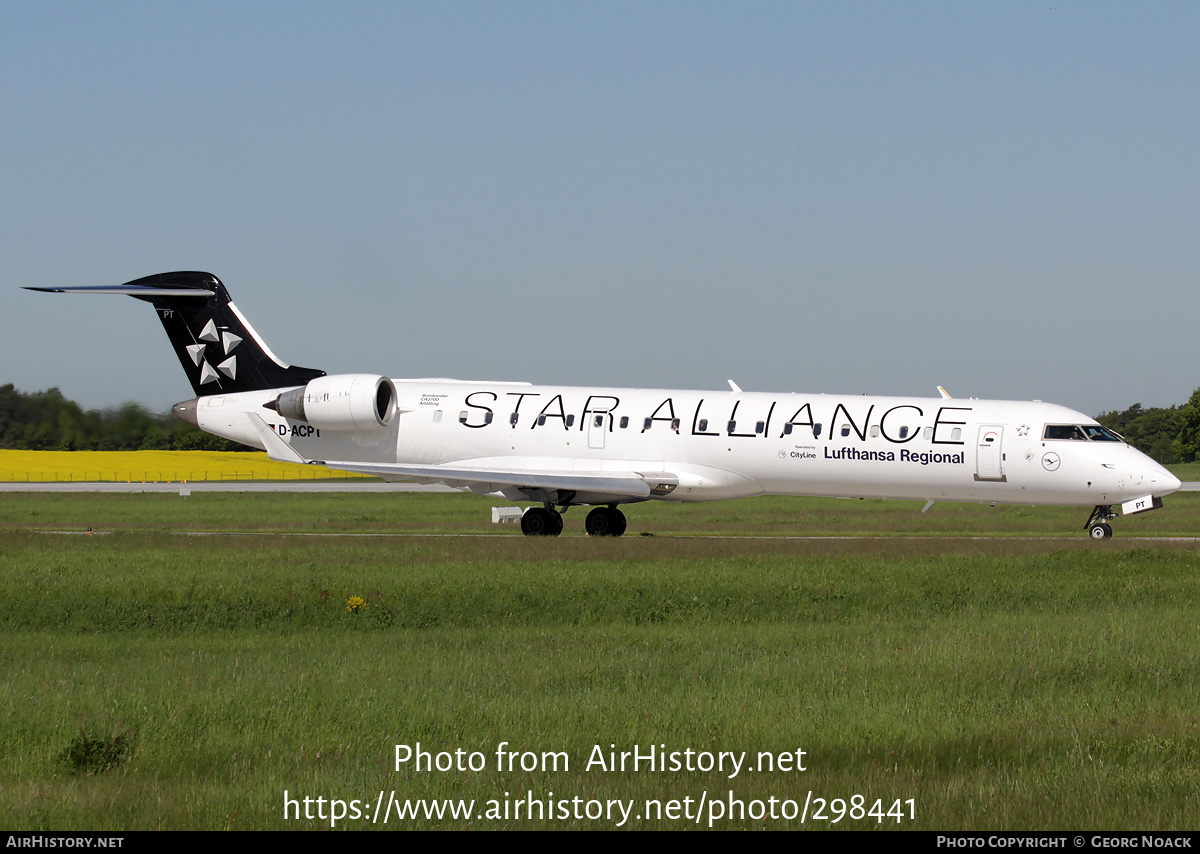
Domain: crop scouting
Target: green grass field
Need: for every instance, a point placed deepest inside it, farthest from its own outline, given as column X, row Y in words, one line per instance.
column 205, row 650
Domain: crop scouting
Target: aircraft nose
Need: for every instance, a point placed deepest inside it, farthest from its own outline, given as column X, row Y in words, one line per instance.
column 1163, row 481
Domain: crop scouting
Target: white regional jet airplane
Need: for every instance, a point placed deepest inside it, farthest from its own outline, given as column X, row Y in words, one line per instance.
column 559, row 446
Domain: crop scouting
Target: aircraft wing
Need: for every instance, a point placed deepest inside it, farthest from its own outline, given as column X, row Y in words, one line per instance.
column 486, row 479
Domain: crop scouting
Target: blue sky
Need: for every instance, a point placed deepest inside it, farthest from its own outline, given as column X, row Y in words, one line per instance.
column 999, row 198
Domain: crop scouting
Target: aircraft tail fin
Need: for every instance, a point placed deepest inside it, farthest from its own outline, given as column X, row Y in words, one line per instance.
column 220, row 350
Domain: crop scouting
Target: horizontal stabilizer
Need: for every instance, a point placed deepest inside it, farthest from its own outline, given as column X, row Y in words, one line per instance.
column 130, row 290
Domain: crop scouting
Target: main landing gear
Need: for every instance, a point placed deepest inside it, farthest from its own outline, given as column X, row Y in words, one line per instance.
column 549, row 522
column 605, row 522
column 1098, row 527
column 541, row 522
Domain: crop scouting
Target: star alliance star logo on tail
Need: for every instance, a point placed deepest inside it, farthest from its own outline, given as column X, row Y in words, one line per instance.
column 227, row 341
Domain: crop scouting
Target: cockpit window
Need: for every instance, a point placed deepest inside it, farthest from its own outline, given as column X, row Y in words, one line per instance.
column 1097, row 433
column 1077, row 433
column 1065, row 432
.....
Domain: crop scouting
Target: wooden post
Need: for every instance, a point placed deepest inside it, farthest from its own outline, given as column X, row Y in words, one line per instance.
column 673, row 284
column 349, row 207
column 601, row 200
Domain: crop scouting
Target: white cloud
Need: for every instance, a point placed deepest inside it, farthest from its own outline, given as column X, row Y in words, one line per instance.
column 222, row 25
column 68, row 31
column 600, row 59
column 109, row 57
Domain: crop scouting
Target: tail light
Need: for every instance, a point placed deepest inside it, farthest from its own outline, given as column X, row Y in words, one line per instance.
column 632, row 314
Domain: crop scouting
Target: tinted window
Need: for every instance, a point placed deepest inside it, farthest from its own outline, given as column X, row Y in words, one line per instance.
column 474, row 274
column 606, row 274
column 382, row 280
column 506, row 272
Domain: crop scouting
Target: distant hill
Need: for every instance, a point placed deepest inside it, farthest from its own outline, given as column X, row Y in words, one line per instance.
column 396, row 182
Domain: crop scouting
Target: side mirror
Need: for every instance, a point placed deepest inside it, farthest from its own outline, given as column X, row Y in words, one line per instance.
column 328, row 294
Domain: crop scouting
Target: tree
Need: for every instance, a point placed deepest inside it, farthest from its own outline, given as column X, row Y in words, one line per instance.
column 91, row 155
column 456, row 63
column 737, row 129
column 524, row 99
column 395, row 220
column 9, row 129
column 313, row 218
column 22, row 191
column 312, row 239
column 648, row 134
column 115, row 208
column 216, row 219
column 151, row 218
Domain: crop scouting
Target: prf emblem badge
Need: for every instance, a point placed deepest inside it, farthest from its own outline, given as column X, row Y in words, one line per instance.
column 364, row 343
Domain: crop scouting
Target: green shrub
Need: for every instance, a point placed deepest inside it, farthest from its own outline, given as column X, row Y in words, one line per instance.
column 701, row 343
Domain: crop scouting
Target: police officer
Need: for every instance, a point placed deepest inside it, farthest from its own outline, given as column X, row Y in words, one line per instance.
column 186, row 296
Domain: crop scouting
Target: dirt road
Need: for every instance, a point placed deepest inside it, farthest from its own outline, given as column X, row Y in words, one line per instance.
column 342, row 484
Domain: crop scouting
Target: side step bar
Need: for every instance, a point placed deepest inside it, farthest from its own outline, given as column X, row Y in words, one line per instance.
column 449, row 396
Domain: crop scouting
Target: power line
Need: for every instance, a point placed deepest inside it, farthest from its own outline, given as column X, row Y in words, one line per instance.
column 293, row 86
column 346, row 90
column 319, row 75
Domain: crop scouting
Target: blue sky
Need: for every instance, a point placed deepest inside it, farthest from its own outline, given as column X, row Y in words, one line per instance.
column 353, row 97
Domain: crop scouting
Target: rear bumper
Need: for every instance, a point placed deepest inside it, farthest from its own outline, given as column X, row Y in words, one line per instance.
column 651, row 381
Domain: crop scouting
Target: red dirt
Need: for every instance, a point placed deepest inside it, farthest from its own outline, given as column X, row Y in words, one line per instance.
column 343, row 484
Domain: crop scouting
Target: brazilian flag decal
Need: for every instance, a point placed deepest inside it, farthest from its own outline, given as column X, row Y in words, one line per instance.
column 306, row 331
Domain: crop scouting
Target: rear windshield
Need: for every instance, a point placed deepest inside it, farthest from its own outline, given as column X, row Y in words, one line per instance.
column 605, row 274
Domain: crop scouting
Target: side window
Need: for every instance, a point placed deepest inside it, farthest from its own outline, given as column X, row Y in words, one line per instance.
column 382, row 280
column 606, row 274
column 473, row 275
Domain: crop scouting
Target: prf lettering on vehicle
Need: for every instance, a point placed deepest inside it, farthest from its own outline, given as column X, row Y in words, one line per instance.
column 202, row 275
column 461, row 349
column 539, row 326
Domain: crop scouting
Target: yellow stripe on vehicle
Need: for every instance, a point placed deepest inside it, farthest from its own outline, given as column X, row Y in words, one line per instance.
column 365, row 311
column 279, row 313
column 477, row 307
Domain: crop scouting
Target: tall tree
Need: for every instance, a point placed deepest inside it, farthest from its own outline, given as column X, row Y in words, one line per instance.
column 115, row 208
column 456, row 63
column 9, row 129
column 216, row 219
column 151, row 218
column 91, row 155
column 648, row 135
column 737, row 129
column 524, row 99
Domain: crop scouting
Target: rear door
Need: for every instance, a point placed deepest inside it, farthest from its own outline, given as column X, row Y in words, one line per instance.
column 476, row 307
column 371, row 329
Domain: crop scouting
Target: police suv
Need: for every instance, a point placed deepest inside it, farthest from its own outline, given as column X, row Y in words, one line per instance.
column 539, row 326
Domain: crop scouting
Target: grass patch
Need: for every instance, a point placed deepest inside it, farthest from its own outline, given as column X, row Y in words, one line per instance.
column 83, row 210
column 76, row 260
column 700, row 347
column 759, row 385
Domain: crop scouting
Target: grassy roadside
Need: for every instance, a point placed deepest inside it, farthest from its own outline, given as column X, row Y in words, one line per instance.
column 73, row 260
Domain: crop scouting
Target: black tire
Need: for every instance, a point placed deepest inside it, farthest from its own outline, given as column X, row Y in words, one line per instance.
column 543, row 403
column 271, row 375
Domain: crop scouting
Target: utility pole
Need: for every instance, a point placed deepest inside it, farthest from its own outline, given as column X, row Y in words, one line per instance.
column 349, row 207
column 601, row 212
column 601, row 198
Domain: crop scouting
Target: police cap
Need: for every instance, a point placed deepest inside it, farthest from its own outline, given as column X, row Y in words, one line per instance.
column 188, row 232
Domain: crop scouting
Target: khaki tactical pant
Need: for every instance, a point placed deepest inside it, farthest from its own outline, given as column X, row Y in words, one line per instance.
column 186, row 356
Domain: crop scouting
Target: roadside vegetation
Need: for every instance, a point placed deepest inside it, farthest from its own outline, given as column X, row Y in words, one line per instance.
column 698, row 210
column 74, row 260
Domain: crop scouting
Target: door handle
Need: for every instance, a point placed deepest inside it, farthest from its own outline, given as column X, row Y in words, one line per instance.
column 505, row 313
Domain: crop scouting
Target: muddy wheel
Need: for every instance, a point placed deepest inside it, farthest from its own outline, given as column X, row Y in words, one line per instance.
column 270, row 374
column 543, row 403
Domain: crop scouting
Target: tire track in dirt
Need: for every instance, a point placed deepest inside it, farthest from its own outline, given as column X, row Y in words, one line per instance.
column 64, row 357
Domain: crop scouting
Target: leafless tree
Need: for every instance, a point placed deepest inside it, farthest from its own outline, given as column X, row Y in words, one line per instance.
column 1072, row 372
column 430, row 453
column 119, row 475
.....
# [REQUIREMENT]
Pull out every line in both blocks above that contains the word "window", and copy each one in full.

# [RESULT OF THIS TASK]
Target: cockpit window
Target: tinted window
Target: side window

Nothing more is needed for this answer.